EXTRACTED TEXT:

Upgrading from 1.x to 2.x

Why 2.0?

ndcube 2.0 is a major API-breaking rewrite of ndcube. It has been written to take advantage of many new features not available when ndcube 1.0 was written. Some of these have been made possible by the moving some of the functionalities of ndcube into astropy. Others are due to the fruition of long running projects such as the implementation of astropy’s WCS API (APE 14) and the maturing of the gWCS package. These developments encouraged the reassessment of the state of ndcube, leading to the development of ndcube 2.0.

The main feature of ndcube 2.0 is the removal and migration of almost all specific WCS handling code to astropy and the use of the astropy’s WCS (APE-14) API. This has the consequence of bringing high-level coordinate objects into the realm of ndcube. This includes astropy’s SkyCoord object which combines coordinate and reference frame information to give users a full description of their coordinates.

However users can continue to deal with raw coordinate values without reference frame information if they so choose. ndcube’s visualization code has been rewritten to exclusively use WCSAxes, tremendously simplifying it’s implementation, at the expense of some flexibility. However, it also allows for a more complete and accurate representation of coordinates along plot axes and animations. extra_coords has been completely re-written to serve as an extra WCS, which can be readily constructed from lookup tables. This enables users to easily include the extra coordinates when visualizing the data.

EXERCISE TASK 1: Can you locate every line in the listing that contains the word "mane" and copy each one?
The ndcube upgrade notes above are unrelated to the listing that comes next.

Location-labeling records

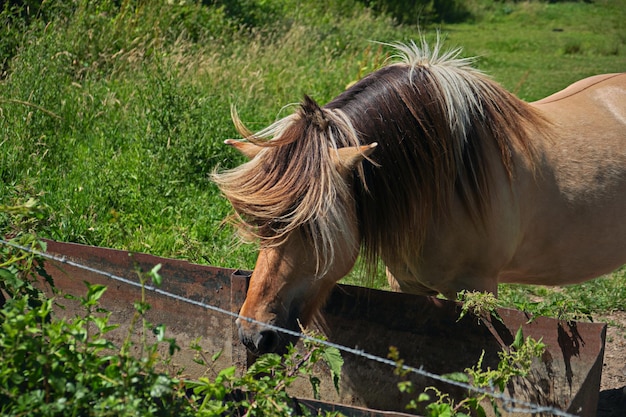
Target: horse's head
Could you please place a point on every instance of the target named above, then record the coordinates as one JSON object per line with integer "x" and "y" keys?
{"x": 295, "y": 197}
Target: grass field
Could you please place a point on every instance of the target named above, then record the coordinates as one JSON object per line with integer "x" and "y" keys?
{"x": 114, "y": 116}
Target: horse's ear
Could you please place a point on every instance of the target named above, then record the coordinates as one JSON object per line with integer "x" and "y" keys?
{"x": 350, "y": 156}
{"x": 249, "y": 150}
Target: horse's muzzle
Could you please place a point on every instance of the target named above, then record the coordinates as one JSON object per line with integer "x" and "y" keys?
{"x": 261, "y": 340}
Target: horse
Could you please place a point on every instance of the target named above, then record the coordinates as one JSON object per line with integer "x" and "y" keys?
{"x": 431, "y": 167}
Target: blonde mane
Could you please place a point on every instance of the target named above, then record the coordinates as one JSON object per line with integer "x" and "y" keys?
{"x": 434, "y": 117}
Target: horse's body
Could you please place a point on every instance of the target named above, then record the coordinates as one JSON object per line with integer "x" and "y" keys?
{"x": 435, "y": 169}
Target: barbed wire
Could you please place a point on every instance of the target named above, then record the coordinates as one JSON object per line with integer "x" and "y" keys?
{"x": 521, "y": 406}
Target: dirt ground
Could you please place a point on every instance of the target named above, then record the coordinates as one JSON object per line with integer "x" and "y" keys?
{"x": 613, "y": 385}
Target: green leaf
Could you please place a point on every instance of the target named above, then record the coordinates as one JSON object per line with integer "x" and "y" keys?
{"x": 519, "y": 339}
{"x": 423, "y": 397}
{"x": 154, "y": 274}
{"x": 457, "y": 376}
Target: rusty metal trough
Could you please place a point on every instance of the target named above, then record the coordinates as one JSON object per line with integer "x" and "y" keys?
{"x": 426, "y": 331}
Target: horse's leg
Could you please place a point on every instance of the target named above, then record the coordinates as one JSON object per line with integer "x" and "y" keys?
{"x": 393, "y": 282}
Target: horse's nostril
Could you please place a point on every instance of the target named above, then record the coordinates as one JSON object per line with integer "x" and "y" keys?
{"x": 268, "y": 341}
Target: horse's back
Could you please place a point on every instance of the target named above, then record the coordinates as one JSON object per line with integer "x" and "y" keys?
{"x": 574, "y": 212}
{"x": 597, "y": 104}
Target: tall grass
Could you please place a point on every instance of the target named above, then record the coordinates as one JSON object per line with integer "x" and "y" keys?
{"x": 113, "y": 113}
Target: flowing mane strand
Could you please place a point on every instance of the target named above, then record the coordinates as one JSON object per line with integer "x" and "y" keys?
{"x": 436, "y": 120}
{"x": 293, "y": 182}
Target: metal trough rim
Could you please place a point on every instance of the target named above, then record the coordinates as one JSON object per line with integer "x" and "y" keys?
{"x": 583, "y": 401}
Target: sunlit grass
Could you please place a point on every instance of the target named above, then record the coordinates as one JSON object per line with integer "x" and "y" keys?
{"x": 137, "y": 105}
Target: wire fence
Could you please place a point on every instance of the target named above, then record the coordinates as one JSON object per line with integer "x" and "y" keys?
{"x": 509, "y": 404}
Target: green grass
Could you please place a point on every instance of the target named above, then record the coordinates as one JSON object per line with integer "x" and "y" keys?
{"x": 114, "y": 117}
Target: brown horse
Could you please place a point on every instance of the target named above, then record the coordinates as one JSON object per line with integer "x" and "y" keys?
{"x": 435, "y": 169}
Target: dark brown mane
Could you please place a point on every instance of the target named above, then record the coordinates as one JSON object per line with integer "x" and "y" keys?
{"x": 424, "y": 159}
{"x": 436, "y": 120}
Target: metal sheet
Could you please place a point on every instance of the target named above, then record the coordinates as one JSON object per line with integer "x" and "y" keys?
{"x": 426, "y": 331}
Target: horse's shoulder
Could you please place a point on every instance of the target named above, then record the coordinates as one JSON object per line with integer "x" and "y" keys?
{"x": 583, "y": 85}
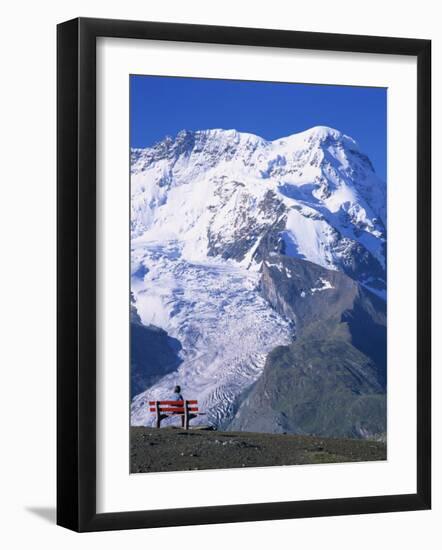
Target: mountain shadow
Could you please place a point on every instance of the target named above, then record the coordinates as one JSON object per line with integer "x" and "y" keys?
{"x": 332, "y": 380}
{"x": 153, "y": 354}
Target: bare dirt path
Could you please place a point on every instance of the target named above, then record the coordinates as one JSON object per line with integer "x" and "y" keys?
{"x": 173, "y": 449}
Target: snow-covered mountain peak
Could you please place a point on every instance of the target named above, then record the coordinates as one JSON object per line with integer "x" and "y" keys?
{"x": 218, "y": 192}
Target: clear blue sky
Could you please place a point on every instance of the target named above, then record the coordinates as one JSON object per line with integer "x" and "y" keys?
{"x": 163, "y": 106}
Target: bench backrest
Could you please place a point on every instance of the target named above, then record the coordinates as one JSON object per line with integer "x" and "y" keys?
{"x": 173, "y": 406}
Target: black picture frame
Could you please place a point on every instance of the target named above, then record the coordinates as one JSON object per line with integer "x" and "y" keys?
{"x": 76, "y": 274}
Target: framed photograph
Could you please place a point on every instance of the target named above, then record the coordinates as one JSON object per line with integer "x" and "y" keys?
{"x": 243, "y": 274}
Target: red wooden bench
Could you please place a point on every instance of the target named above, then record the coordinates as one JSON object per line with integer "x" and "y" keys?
{"x": 187, "y": 409}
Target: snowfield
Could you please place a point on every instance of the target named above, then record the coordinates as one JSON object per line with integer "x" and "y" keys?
{"x": 203, "y": 207}
{"x": 225, "y": 327}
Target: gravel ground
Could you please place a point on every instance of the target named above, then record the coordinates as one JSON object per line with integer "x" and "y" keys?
{"x": 174, "y": 449}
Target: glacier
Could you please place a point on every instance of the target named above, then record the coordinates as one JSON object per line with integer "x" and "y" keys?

EXERCISE TASK 2: Could you continue the ndcube upgrade notes, starting right after their last sentence?

RIGHT ANSWER 1:
Target: blonde mane
Target: flowing mane strand
Target: dark brown mane

RIGHT ANSWER 2:
Finally, a new GlobalCoords class can hold coordinates that do not refer to any axis. This is particularly useful when the dimensionality of an NDCube is reduced by slicing. The value of a coordinate at the location along the dropped axis at which the NDCube was sliced can be retained.

As discussed above, the ndcube 2.0 package aims to be a framework for data with an APE-14-compliant World Coordinate System object. This large refactor and associated API changes means that if you are familiar with ndcube 1.x there is a lot which will be different. This section aims to cover the main points, if you notice anything we have forgotten please open an issue.

Coordinates and WCS

The type of the .wcs object

In ndcube 1.x the NDCube.wcs property was always an instance of astropy.wcs.WCS. This is no longer true even if you pass such an instance to NDCube. The reason for this is that operations like slicing may change the type of the .wcs object to represent different views into the original WCS.

The .wcs property will always be an instance of astropy.wcs.wcsapi.BaseHighLevelWCS. You should therefore adjust any code which needs to work with any NDCube object to only use this (and associated BaseLowLevelWCS) APIs.

Future work in astropy or ndcube may increase the chances that the original WCS type be preserved, but it is highly unlikely that it will ever be possible to always carry the type of the WCS through all slicing operations.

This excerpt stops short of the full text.